START Supplied passage

Community colleges took a $292 million cut last year and this college may lose an additional $4.5 million this year, said Patrick McCallum, legislative advocate for Glendale Community College in Sacramento, in a special presentation on legislative updates at a board of trustees meeting Nov. 17.
“The cuts are disproportionately unfair to community colleges,” said McCallum.
A $30 per unit fee is being proposed by the state legislature starting next year. The governor proposed a $26 per unit fee last January.
“I wouldn’t be surprised to see a fee over $30 in the January budget,” said McCallum.
McCallum said that the previous year would be an indicator for what would happen in January and in the coming years.
“The public doesn’t believe in high fees. In fact, the public opposes fee increases on community college students at a greater rate than they oppose tax increases,” said McCallum.”They don’t like taxes, they don’t like fees .basically they want their services and they don’t want to pay for it – 71 percent of the public thinks we are doing an excellent to good job; 68 percent of the public understands that community colleges are under-funded.”
McCallum said it’s going to take an all-out effort, encouraging board members to contact the state legislature by writing a personal story in a letter and for instructors to communicate with students on this matter.
Following McCallum was a special presentation by Harry Hull, president of the Glendale College Foundation.
Hull said the global stock market collapse has affected the college and the invested endowment assets have taken a major hit. However, the college has a very long term horizon for investments and there is an experienced financial committee, who are closely watching the college’s funds.
“We have the benefit of being able to tap into the resources of a very capable fund manager at Capital Guardian. We have investments in U.S. companies and the best companies around the world,” said Hull.

END Supplied passage
START Material supplied

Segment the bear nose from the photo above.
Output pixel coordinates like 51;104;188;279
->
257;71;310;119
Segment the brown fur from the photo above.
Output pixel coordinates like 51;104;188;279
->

END Material supplied

• [Tasks to perform]:
A. The article on Glendale Community College's budget reports that the endowment assets took a major hit. What reassurance does Hull give about this? Answer in one to three sentences.
B. Retype the listing from the line that contains "Segment the brown fur from the photo above." through the end of the listing.

• [Full answers]:
A. Hull says the college invests with a very long-term horizon. He adds that an experienced financial committee is closely watching the college's funds.

B.
Segment the brown fur from the photo above.
Output pixel coordinates like 51;104;188;279
->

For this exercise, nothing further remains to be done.